→ **Stated exercise 1**:
Pick out every line of the listing that contains the string "target" and copy those lines unchanged.

BEGIN Given text

Re: [PATCH] Add the latency-collector to tools

2021-02-15 Thread Steven Rostedt
On Mon, 15 Feb 2021 11:54:08 +
 wrote:

> Just a quick update: I was able to reproduce this weird behavior that I wrote
> about but it turned out to be a problem with my testing.
> 
> The test was faulty because of a mistake that I had made.
> 
> Sorry for the extra noise.

No problem. Thanks for letting me know.

-- Steve


Re: [PATCH] Add the latency-collector to tools

2021-02-15 Thread Viktor.Rosendahl
On Fri, 2021-02-12 at 13:16 +0100, Viktor Rosendahl wrote:
> 
> 
> However, for some reason I cannot reproduce the behavior now, allthough I use
> exactly the same kernel.
> 
> Because humans are more often at fault than computers, I cannot deny the
> possibility that I would have misconfigured something and it was all the
> result
> of a faulty test.
> 

Just a quick update: I was able to reproduce this weird behavior that I wrote
about but it turned out to be a problem with my testing.

The test was faulty because of a mistake that I had made.

Sorry for the extra noise.

best regards,

Viktor


> I will let you know if come up with a way of reproducing this behavior later.
> I
> cannot spend more time on it right now.
> 
> > 



Re: [PATCH] Add the latency-collector to tools

2021-02-12 Thread Viktor.Rosendahl
On Thu, 2021-02-11 at 14:56 -0500, Steven Rostedt wrote:
> On Thu, 11 Feb 2021 17:17:42 +0100
> Viktor Rosendahl  wrote:
> 
> > It seems to work but I discovered during testing that it seems like newer
> > kernels have a tendency to lose some latencies in longer bursts. I guess
> > this
> > is likely to be another regression in the preemptirqsoff tracer.
> 
> Not sure what you mean by the above. I'd be interested in fixing it if is
> really a problem.


Sorry, my bad; I should have been more specific.

Yesterday, when I tested the latency-collector, I could see that there were
clear signs of missing latencies. I used preemptirq_delay_test to generate
bursts of 10 and never got any stack traces from the 10th latency (nor the 9th
or 8th).

END Given text
BEGIN Task input

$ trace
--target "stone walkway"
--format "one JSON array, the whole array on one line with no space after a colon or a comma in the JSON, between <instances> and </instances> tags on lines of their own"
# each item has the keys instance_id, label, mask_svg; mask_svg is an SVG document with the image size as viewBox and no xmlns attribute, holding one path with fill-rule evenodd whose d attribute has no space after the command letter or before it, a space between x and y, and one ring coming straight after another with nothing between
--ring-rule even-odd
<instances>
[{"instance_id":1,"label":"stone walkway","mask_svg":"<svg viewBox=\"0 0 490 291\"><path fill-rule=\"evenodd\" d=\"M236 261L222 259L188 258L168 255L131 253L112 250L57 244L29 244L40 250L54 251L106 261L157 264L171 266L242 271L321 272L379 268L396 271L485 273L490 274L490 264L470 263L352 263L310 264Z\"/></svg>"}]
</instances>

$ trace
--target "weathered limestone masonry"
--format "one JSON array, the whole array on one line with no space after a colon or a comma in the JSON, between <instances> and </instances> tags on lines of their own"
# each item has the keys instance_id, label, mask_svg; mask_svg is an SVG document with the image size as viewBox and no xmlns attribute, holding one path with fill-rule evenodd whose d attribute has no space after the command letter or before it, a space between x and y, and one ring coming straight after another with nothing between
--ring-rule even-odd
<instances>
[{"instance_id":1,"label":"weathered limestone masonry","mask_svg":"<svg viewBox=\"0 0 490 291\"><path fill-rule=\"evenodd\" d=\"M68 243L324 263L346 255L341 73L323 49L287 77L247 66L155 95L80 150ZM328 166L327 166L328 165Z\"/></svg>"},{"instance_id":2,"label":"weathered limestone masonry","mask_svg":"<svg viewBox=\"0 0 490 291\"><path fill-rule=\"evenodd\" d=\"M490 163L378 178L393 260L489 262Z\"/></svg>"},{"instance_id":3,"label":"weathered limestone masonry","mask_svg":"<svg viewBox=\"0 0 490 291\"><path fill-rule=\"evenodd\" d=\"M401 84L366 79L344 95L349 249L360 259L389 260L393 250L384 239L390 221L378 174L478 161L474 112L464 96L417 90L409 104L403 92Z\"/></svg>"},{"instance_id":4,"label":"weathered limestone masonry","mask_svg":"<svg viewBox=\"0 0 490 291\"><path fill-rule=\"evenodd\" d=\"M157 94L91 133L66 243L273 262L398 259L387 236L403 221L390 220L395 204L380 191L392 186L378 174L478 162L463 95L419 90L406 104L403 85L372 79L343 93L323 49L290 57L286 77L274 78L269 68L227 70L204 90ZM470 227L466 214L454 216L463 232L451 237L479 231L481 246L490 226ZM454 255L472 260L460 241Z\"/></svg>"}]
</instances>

END Task input

→ **Stated exercise 2**:
Write the next part of the mailing-list thread about the latency-collector patch, picking up right after its final sentence.

→ **Exercise output 1**:
--target "stone walkway"
--target "weathered limestone masonry"

→ **Exercise output 2**:
I think I used 2000us as a threshold and generated latencies of 3000us.

Also, sometimes, I could see that there were not enough (meaning 9) messages
like "printout skipped due to random delay" before a "randomly sleep for 1000 ms
before print", and then the stack trace would point to a latency from the
beginning of the burst, and not the last, as would be expected if the latency-
collector slept for 1000 ms.

I could see the problem also without the latency-collector, because if I
generated a burst of 10 and then checked /sys/kernel/tracing/trace, I would not
see the the stack trace from the 10th latency but from one of the earlier ones,
that is, I would for example see the preemptirqtest_2 function in the trace,
instead of preemptirqtest_9, as expected. IIRC, I sometimes saw
the reemptirqtest_0 function, indicating that only the first was captured and
the rest were lost.

However, for some reason I cannot reproduce the behavior now, allthough I use
exactly the same kernel.

Because humans are more often at fault than computers, I cannot deny the
possibility that I would have misconfigured something and it was all the result
of a faulty test.

I will let you know if come up with a way of reproducing this behavior later. I
cannot spend more time on it right now.

> 
> 
> 
> I didn't look too deeply at the rest, just skimmed it basically, and I
> tried it out.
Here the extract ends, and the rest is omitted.